課題 1
北海道の漁業イベントを伝える本文抜粋から、「北海道の農林漁業の魅力を伝え」から「者・移住者を受け入れている。」までを一字も変えずに書き写せ。
課題 2
下のレコードのうち、文字列「cliff」を含む行の数を数字だけで答えよ。大文字と小文字は区別する。

本文抜粋
☆ ☆ ☆ ☆ ☆

北海道の農林漁業の魅力を伝え、交流することを目的として北海道庁が主催するオンラインイベント「北の大地のジョブサロン」第3回のイベントレポート!
第3回のテーマは「漁業編」、ゲストは利尻町で昆布漁師をしている中辻 清貴さんと、寿都町でホッケや鮭などを獲る森 貴紀さん・未沙さんご夫婦。
漁業にを仕事にしようと思ったきっかけや、仕事のやりがい、暮らしの工夫などについてお聞きしました。

中辻さん 中辻漁業部/利尻町 中辻 清貴 さん

神戸の水産会社から海産物の買い付けで利尻に通ううち、利尻昆布漁の後継者が不足している現実を知り、利尻島へ移住。親方の元での修行を経て昆布漁師になる。現在は自身も親方となり、天然コンブ・養殖コンブの漁やウニ漁を行い、異業種からの転職者・移住者を受け入れている。

利尻町の漁業について

利尻は漁業と観光の町で、特産品は利尻昆布です。 昆布を干す風景は、利尻の夏の風物詩となっています。 昆布の他にはウニが有名で、エソバフンウニ、キタムラサキウニの漁が夏場に行われている。 利尻昆布を食べて育っているのでまろやかで濃厚な味わいです。たこ、なまこ、ホッケ、アワビなども獲れます。

☆ ☆ ☆ ☆ ☆

データ
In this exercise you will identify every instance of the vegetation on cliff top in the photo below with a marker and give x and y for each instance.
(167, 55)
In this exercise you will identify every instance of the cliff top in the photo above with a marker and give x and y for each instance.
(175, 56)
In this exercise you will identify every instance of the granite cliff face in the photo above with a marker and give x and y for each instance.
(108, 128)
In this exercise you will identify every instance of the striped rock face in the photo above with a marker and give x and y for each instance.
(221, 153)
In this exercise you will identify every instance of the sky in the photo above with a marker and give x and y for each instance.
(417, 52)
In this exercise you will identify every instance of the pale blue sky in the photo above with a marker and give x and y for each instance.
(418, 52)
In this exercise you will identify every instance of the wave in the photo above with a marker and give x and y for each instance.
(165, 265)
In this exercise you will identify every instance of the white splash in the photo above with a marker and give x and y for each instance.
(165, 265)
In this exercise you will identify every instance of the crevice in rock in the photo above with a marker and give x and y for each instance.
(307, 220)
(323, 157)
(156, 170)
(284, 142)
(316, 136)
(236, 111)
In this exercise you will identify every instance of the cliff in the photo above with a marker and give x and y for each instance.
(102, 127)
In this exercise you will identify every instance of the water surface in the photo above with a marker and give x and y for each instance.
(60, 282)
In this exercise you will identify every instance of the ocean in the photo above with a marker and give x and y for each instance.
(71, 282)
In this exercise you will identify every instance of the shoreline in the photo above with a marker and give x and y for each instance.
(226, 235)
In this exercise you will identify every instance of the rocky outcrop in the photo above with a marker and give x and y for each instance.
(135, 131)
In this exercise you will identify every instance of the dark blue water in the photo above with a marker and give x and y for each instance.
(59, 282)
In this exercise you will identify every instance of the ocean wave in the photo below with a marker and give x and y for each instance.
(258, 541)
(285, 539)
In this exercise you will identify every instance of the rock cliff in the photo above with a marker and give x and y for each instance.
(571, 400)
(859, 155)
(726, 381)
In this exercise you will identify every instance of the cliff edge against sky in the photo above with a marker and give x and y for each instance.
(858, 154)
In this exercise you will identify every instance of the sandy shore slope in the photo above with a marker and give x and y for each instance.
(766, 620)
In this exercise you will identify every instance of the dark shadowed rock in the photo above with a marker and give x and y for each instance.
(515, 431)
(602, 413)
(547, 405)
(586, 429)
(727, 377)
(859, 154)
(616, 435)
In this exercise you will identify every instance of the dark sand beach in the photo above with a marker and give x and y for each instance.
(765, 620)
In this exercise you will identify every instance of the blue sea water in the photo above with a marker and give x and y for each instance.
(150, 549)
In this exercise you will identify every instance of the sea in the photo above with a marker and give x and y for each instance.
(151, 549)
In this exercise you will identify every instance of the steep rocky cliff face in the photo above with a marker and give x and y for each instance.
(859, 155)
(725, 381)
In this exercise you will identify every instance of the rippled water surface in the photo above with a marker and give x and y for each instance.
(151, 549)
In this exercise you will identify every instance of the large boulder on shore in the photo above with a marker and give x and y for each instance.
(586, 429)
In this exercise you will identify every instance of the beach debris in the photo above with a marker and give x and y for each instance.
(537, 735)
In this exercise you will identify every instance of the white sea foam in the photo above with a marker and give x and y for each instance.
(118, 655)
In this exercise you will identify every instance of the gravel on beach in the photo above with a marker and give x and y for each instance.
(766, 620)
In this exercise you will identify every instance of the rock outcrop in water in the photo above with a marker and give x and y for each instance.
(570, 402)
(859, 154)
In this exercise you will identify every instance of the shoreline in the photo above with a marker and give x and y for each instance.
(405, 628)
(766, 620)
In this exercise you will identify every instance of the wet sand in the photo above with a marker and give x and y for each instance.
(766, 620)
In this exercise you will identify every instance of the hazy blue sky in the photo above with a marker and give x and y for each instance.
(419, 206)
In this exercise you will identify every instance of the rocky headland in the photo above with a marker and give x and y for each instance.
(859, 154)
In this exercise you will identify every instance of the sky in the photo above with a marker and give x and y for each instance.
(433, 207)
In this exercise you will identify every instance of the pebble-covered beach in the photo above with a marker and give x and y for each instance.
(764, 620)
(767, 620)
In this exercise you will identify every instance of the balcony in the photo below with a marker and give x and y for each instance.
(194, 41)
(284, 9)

☆ ☆ ☆ ☆ ☆

最終結果 1
北海道の農林漁業の魅力を伝え、交流することを目的として北海道庁が主催するオンラインイベント「北の大地のジョブサロン」第3回のイベントレポート!
第3回のテーマは「漁業編」、ゲストは利尻町で昆布漁師をしている中辻 清貴さんと、寿都町でホッケや鮭などを獲る森 貴紀さん・未沙さんご夫婦。
漁業にを仕事にしようと思ったきっかけや、仕事のやりがい、暮らしの工夫などについてお聞きしました。

中辻さん 中辻漁業部/利尻町 中辻 清貴 さん

神戸の水産会社から海産物の買い付けで利尻に通ううち、利尻昆布漁の後継者が不足している現実を知り、利尻島へ移住。親方の元での修行を経て昆布漁師になる。現在は自身も親方となり、天然コンブ・養殖コンブの漁やウニ漁を行い、異業種からの転職者・移住者を受け入れている。

最終結果 2
7